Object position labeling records
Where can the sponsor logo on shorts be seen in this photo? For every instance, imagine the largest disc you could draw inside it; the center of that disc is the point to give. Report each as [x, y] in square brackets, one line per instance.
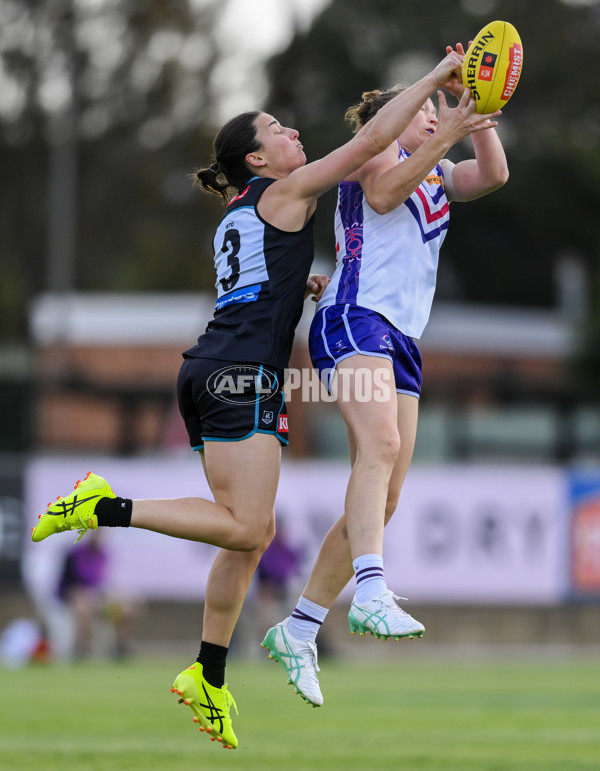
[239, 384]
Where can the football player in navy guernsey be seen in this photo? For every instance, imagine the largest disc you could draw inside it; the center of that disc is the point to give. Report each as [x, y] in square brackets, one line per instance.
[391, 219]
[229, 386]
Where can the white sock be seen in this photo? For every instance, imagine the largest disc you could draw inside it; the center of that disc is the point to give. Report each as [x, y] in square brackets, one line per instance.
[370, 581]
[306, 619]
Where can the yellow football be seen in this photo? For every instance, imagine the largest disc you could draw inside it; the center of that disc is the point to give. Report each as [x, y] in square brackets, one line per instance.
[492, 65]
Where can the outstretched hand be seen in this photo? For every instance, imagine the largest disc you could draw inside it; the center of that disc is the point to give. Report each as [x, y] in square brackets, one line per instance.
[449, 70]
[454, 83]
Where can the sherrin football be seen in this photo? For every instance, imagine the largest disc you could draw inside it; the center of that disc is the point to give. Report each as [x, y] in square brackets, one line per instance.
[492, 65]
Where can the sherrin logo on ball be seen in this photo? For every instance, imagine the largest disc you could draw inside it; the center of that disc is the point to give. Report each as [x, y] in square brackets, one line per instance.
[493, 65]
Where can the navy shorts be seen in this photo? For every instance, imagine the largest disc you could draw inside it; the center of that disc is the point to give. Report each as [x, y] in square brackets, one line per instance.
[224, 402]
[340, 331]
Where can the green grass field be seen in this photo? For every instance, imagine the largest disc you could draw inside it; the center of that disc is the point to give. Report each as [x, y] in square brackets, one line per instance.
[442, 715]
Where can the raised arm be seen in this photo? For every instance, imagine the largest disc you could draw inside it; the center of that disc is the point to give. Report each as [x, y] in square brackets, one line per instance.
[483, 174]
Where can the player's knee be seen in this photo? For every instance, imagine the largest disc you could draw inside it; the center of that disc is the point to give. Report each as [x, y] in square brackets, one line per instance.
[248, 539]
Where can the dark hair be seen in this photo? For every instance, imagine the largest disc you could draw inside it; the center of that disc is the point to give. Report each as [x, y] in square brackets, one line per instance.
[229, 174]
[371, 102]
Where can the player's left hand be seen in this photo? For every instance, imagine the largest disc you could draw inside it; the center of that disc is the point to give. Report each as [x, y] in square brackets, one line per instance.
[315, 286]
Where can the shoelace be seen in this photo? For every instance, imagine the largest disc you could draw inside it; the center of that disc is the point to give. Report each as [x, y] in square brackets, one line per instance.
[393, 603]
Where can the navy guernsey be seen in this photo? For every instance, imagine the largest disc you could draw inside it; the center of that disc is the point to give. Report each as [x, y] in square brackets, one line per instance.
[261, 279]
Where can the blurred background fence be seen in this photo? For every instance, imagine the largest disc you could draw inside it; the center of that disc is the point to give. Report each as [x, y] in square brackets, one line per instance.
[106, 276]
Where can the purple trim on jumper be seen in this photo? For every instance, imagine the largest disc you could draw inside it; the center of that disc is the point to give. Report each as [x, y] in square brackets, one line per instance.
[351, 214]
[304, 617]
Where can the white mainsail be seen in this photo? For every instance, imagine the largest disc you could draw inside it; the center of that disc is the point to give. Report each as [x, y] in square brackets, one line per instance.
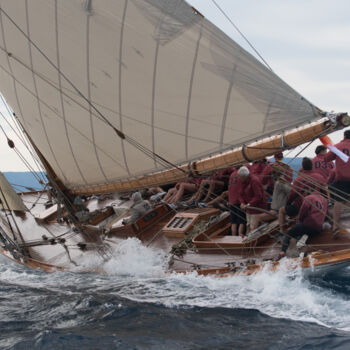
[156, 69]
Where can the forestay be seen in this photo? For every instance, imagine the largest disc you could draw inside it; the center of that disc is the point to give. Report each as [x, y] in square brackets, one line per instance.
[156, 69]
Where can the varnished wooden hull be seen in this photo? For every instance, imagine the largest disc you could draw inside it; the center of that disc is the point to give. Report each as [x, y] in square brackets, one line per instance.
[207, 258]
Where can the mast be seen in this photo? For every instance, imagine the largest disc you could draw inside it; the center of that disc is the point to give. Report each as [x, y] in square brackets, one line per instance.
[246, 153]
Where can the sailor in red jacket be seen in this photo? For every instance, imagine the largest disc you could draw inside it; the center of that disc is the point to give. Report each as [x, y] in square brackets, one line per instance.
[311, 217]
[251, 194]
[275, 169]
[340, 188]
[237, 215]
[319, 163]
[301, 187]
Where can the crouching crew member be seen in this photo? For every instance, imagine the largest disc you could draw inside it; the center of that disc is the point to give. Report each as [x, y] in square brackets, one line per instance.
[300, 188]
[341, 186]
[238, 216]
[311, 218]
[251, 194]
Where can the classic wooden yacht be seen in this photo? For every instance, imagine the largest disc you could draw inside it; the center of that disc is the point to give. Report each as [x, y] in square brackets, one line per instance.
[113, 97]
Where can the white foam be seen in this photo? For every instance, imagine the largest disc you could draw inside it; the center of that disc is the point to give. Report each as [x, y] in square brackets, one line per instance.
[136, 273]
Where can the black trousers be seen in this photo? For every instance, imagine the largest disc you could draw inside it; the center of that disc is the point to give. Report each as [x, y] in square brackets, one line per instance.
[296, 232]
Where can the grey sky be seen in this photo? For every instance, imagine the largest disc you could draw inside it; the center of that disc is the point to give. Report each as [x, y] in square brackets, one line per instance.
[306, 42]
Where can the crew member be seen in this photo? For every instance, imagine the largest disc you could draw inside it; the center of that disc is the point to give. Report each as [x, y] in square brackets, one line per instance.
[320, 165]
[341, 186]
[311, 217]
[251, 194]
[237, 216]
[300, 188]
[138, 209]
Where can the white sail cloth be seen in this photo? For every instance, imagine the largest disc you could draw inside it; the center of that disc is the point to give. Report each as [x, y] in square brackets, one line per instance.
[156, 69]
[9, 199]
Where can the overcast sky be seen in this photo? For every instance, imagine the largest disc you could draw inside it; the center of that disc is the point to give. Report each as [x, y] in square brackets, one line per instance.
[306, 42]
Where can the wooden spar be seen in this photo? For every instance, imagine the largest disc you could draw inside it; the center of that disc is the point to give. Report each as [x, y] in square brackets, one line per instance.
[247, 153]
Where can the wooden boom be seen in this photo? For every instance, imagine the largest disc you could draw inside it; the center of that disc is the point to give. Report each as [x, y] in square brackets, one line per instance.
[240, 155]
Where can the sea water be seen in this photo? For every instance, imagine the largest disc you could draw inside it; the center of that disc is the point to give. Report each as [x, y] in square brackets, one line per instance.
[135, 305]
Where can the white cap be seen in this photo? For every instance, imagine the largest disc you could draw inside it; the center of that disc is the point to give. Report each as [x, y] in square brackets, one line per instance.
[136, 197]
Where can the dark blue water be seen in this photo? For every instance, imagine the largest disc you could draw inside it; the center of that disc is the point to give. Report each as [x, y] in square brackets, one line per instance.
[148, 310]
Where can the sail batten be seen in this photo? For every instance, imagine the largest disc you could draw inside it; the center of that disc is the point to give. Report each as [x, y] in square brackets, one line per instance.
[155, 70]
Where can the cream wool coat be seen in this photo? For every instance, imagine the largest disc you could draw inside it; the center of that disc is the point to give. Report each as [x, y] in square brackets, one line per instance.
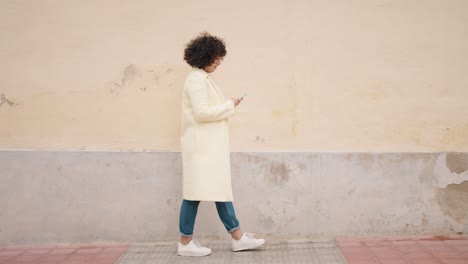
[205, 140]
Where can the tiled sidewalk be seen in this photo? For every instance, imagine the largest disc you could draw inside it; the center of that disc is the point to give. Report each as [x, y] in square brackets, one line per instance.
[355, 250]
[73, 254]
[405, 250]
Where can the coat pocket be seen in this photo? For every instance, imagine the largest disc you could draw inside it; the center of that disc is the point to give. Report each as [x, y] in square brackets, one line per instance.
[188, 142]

### Given problem
Give all of these records again word for word, omitting the pictures from your answer.

### Final result
Where can the sponsor logo on shorts be seen in this photo? For every instance, imagine the largest disc you could draw inside it; the center of that disc is the point to give. Report each as [x, y] in square brackets, one line per instance.
[239, 384]
Where can the football player in navy guernsey be seen in this photo? For every instance, imagine the largest disc you could draw inside it; the center of that disc is the point to give. Report each as [x, y] in square brackets, one line per instance.
[391, 219]
[229, 386]
Where can the white sock be seen in this photo? For every instance, imagine the largest disc you could draw inside it; the center of that disc is the point to give. Report each as [x, y] in square brackets, one line per instance.
[370, 581]
[306, 619]
Where can the yellow football be seen in this photo? For every instance, imagine the largest disc you could draw inside it; the center of that disc is the point to give. Report each as [x, y] in square brackets, one line per instance.
[492, 65]
Where can the outstretched hand be seen in this photo? For every instance, imagine the largest disc you could draw inside it; the center of that disc is the point to give. Report each as [x, y] in square brackets, one line per instance.
[449, 70]
[454, 83]
Where can the sherrin football be seen in this photo? For every instance, imagine the largest disc you could draw inside it; the center of that disc is the point to give. Report each as [x, y] in square brackets, one line per instance.
[492, 65]
Where can the sherrin logo on ball be seen in this photo? For every instance, imagine the largest disc you could draw inside it; the center of that disc is the point to give. Report each as [x, y] in square brackets, one line per instance.
[493, 65]
Where can the navy shorts be seen in this photo? For every instance, imagine the largest disc you could draw inside it; the center of that disc is the point to give. Report each as [x, y] in square brackets, one line per instance.
[224, 402]
[340, 331]
Where can the green grass field be seen in this photo? For every instance, imagine the largest disc you could draw inside it; the center of that disc is the point to give. Report each as [x, y] in square brackets, one line per instance.
[442, 715]
Where can the raised arm be seen in this photo? For every instance, imagine the largest disc you could draw inside it; the center of that disc is the point to give. Report each as [x, y] in square brackets, one line per instance.
[483, 174]
Where can the player's knee be seen in this photo? For every instance, imagine the largest disc you could draw inside it; the center of that disc is the point to give. Report each as [x, y] in square brackets, one line per instance.
[248, 539]
Where can the dark hair be seen in this photo? For every instance, imagine the largest disc you could draw inside it; the center of that disc is the point to give. Report each as [x, y] in square brackets, one line per instance.
[229, 174]
[371, 102]
Where can the player's left hand be seen in this photo? For every instance, imagine the largest disc you could draw inside it; the center of that disc is the point to give. Report each as [x, y] in square brackets, one line per instance.
[315, 286]
Where can the shoelace be seen in this photo? For every instance, imagine the largest disc you could draw inside it; the center of that disc is the point to give. Report each as [x, y] in square brackets, one line per instance.
[393, 603]
Where can the navy guernsey be seen in this photo? For every instance, imagine the largest disc you could draw inside it; the center of that disc is the point to give. Report each as [x, y] in square brackets, one line per instance.
[261, 279]
Where can the blurred background fence be seen in this photo? For every instance, imagine the largest disc you could draw inside it; the center of that disc is the point to give. Report each as [x, y] in square brackets, one line per instance.
[106, 276]
Where can the purple trim on jumper be seen in this photo? For every instance, imagine the largest disc you could draw inside it; the center of that disc is the point to give. Report each as [x, y] in square brackets, one line per instance.
[351, 214]
[304, 617]
Where can the white mainsail be seen in this photo? For every instance, imagine the largest disc you could draw inside it; the center of that disc is the point to give. Report each as [x, y] in square brackets, one line per instance.
[156, 69]
Where can the forestay be seen in this photo? For every instance, imagine the largest disc you could draw inside it; the center of that disc is the point to give. Report each as [x, y] in square brackets, one line per instance.
[156, 69]
Where can the varnished wooden hull be seen in this photo? For every instance, imagine the largest disc you could draw inside it; the center of that disc is the point to give. Report each as [x, y] in square brackets, one line per instance.
[207, 258]
Where can the mast be seen in this photo? For every instance, imagine the largest disc you could draw inside it; the center of that disc is the point to give. Report each as [x, y] in square brackets, one line per instance.
[246, 153]
Where can the sailor in red jacket be seen in this photo? For every instance, imagine the largest disc you could draw inside it; the center of that disc is the point to give. Report each as [x, y] in square brackets, one line per instance.
[311, 217]
[251, 194]
[275, 169]
[340, 188]
[237, 215]
[319, 163]
[301, 187]
Where can the crouching crew member be seen in this photo? For every instance, imagine the largest disc you could draw inside it; the center of that disc is the point to give. Report each as [x, y] in square brackets, one line per instance.
[300, 188]
[341, 186]
[238, 216]
[311, 218]
[251, 194]
Where can the classic wooden yacht be seen in this photo? For every instance, imagine the largest disc you could draw inside it; the center of that disc is the point to give. Report each as [x, y] in square brackets, one line per instance.
[113, 97]
Where can the white foam be seen in this photo? For every instance, imagine the largest disc you could draw inside it; the center of that disc is the point to give. Report each as [x, y] in square brackets, one line per instance.
[136, 273]
Where can the black trousers be seen in this photo? For every instance, imagine the largest disc you could draw inside it; the center of that disc is the point to give. Report each as [x, y] in square brackets, one line per instance.
[296, 232]
Where can the grey sky be seen in this photo? For every instance, imagine the largest disc you could draw inside it; the center of that disc is the point to give. Report each as [x, y] in square brackets, one line per instance.
[306, 42]
Where can the crew member be seen in this photo? For every instance, imagine the largest disc you could draw inside it; the center of that disc is the point to give. Report each as [x, y] in square brackets, one line per instance.
[320, 165]
[341, 186]
[311, 217]
[251, 194]
[237, 216]
[300, 188]
[138, 209]
Where can the white sail cloth be seen in this photo? For every instance, imagine the largest disc you could draw inside it; the center of that disc is the point to give. Report each as [x, y] in square brackets, one line per instance.
[156, 69]
[9, 199]
Where can the overcast sky be seen in this photo? For every instance, imagine the largest disc you could draw inside it; the center of that disc is the point to give. Report each as [x, y] in square brackets, one line per instance.
[306, 42]
Where can the wooden spar be seen in this photo? For every instance, imagine the largest disc you could draw inside it; the center of that disc is the point to give. Report each as [x, y] in square brackets, one line per instance.
[247, 153]
Where can the wooden boom be seen in this photo? For every instance, imagine the largest disc you could draw inside it; the center of that disc is the point to give. Report each as [x, y] in square brackets, one line per instance.
[240, 155]
Where can the sea water be seen in this photo? For every instance, imagine the largest disc you could draw inside it; the center of that disc is the point to give. Report each as [x, y] in square brackets, one line per instance.
[135, 305]
Where can the white cap be seen in this photo? For every instance, imagine the largest disc you could draw inside it; the center of that disc is the point to give. Report each as [x, y] in square brackets, one line per instance.
[136, 197]
Where can the dark blue water be seen in this photo? For every instance, imagine the largest disc you could draw inside it; the center of that disc is the point to give. Report each as [x, y] in square brackets, one line per instance.
[148, 310]
Where can the sail batten be seen in this photo? For every instance, imagine the largest disc you could draw inside it; the center of that disc is the point to give. Report each as [x, y] in square brackets, one line per instance.
[155, 70]
Where can the cream wool coat be seen in this photo? For every instance, imagine the largest disc you could draw inside it; the center of that disc is the point to give. Report each as [x, y] in square brackets, one line per instance.
[205, 140]
Where can the tiled sidewalk be seen in this photo? For every instance, imagine the largest disc you could draw inside it; the center of that disc is the point to give. Report each as [x, y] in square brackets, one line per instance.
[355, 250]
[73, 254]
[405, 250]
Where can the coat pocket be seen in this photo? For every instance, imagine the largest disc you could draw inside it; the center of that disc is the point to give. Report each as [x, y] in square brackets, one line per instance.
[188, 142]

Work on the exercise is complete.